SOURCE DOCUMENT below:
The heritability of CD39+CD4 T frequency was 89% (95% CI: 66–93%) (Figure 2A). GWAS analysis revealed a single locus on chromosome 10 that was highly associated with the trait (Figure 2B); this locus maps to the CD39 gene itself. Quantification of the expression of CD39 on a per cell basis (i.e., SPEL) revealed that the basis for this association was an “on/off” control of the expression of the CD39 molecule on the cells, rather than a homeostatic regulation of the circulating levels of these cells (i.e., CSF). Specifically, individuals who are homozygous for rs7096317A express the highest amount of this protein on the cell surface; heterozygotes expressed half as much; and rs7096317G homozygotes expressed virtually none (Figure 2C, D). While the A/G heterozygotes have a significantly decreased CD39 SPEL, the cells express enough so as to remain CD39+. Thus, in the analysis of the CD39 CSF by genotype, only the G/G homozygotes have a reduced frequency of this population (Figure 2E). This illustrates the power of the SPEL analysis to de-convolute potential mechanisms of genetic control that are missed by simple analysis of CSF.

Similarly, the frequency of CD4 T cells that are CD25+CD127CD45RO+ but do not express CD39 was also strongly associated with this same locus, showing the opposite association (Figure 2F). In other words, genetic control is not over the frequency of TREG (CD4+CD25+CD127CD45RO+), but over the quantitative expression of CD39 (the cell phenotype). Notably, this genetic control also extends to lymphocytes that are not TREG: a similar genotypic association was found for the relatively rare CD8+ and CD4CD8 T cells expressing CD39 (Figure S7A, B). Finally, CD73 is an ectonuclease similar to CD39, and its expression has also been associated with TREG cells (Antonioli et al., 2013). The expression of CD73 was also found to be genetically controlled (Figure S7C) in the same way, and associated with a single locus on chromosome 6 mapping to the CD73 gene itself.
End of SOURCE DOCUMENT.
YOUR TASKS:
- a) How would you render this sentence from the CD39 genetics passage in Spanish: "This illustrates the power of the SPEL analysis to de-convolute potential mechanisms of genetic control that are missed by simple analysis of CSF."
- b) According to the CD39 genetics passage, on which chromosome is the single locus associated with CD73 expression?
RECORDS SHOWN below:
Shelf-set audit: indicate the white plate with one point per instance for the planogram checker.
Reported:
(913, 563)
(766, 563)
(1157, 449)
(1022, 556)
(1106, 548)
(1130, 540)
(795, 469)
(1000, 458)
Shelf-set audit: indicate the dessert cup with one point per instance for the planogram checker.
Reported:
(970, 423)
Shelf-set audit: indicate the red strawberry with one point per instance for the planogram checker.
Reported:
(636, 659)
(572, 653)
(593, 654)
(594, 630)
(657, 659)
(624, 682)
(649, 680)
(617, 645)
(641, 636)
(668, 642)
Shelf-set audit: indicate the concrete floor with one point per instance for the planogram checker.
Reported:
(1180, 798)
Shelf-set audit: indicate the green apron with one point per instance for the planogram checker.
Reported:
End of RECORDS SHOWN.
RESPONSES IN ORDER:
- a) Esto ilustra el poder del análisis SPEL para desentrañar posibles mecanismos de control genético que pasan inadvertidos en un simple análisis de CSF.

- b) Chromosome 6, mapping to the CD73 gene itself.